| 表示テキスト |
■ ■ ■

1.ガイダンス:授業の進めかた,評価基準,習熟度調査,デジタルとは
2.音データの収録:AD変換とその回路,アンチエイリアシングフィルタ,サンプリング定理
3.音のレベル:RMS値,デシベル,フレーム処理
4.デジタルフィルタ:移動平均,差分,FIRフィルタ,IIRフィルタ
5.残響の付加:畳み込みの定義,物理的意味,手計算の仕方,FFTによる高速化
6.Z変換:定義,計算の仕方,畳み込みとZ変換,周波数特性
7.線形時不変システム:DA変換とその回路,線形時不変とは,インパルス応答,出力信号の計算
8.音の合成:正弦波,矩形波,三角波,音階,AM変調,FM変調
9.音の分析:線形加算モデル,逆行列による分析,内積による分析
10.正弦波の性質:振幅と初期位相⇔sinとcos,複素正弦波
11.周波数特性の分析:複素内積,離散フーリエ変換(DFT),振幅特性,位相特性
12.FFTとスペクトログラム:FFTの原理,窓関数,フレーム処理
13.音質の補正:周波数振幅特性の加工,IFFTによるFIRフィルタの設計
14.学習内容の振り返り

<成績評価方法>
期末試験の結果により,到達目標に照らして6段階のGrade(A+,A,B,C,D,F)で評価し,D以上の者に単位を認める。

■ ■ ■

| 抽出した情報 |

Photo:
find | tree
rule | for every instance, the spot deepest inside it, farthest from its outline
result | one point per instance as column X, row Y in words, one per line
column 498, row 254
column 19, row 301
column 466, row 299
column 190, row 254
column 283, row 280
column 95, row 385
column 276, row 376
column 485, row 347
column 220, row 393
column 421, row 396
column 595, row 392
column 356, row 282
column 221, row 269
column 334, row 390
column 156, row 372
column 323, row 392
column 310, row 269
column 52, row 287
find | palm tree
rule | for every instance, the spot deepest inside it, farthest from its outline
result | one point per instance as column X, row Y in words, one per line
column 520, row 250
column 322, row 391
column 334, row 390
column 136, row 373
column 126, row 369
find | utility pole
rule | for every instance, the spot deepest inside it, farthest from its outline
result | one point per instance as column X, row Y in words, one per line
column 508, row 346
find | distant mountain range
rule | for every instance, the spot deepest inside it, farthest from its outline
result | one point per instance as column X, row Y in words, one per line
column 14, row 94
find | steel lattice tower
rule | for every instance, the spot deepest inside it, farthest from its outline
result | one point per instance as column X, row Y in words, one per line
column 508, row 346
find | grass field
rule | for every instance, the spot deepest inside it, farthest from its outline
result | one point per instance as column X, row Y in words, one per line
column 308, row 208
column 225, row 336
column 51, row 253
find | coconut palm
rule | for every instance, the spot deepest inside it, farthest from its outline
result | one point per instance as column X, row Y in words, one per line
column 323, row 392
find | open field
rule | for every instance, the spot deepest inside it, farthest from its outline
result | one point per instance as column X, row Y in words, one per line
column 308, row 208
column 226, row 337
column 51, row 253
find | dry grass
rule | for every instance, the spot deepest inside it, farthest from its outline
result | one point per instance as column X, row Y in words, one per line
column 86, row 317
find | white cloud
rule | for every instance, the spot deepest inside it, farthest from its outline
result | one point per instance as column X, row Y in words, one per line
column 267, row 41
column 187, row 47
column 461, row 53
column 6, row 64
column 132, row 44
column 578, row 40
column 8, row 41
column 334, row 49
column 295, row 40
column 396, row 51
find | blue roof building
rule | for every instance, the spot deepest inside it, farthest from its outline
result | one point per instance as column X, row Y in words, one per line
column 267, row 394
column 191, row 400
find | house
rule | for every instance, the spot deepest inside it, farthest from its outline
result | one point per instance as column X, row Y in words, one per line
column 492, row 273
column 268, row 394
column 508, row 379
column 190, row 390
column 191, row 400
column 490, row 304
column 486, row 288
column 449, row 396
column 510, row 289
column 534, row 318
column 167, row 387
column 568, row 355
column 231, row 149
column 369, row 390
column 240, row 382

■ ■ ■

| やること |
**a)** 授業計画にある次の文を英語に訳してください。「期末試験の結果により,到達目標に照らして6段階のGrade(A+,A,B,C,D,F)で評価し,D以上の者に単位を認める。」
**b)** リストの中で「find | house」を含む行から始め、リストの最後の行で終わる範囲の各行を、番号付きリストとして示してください。空行は含めないでください。

| 各課題の解答 |
**a)** Based on the results of the final exam, students are evaluated against the attainment goals on a six-level grade scale (A+, A, B, C, D, F), and credit is given to those who receive a D or higher.

**b)**
1. find | house
2. rule | for every instance, the spot deepest inside it, farthest from its outline
3. result | one point per instance as column X, row Y in words, one per line
4. column 492, row 273
5. column 268, row 394
6. column 508, row 379
7. column 190, row 390
8. column 191, row 400
9. column 490, row 304
10. column 486, row 288
11. column 449, row 396
12. column 510, row 289
13. column 534, row 318
14. column 167, row 387
15. column 568, row 355
16. column 231, row 149
17. column 369, row 390
18. column 240, row 382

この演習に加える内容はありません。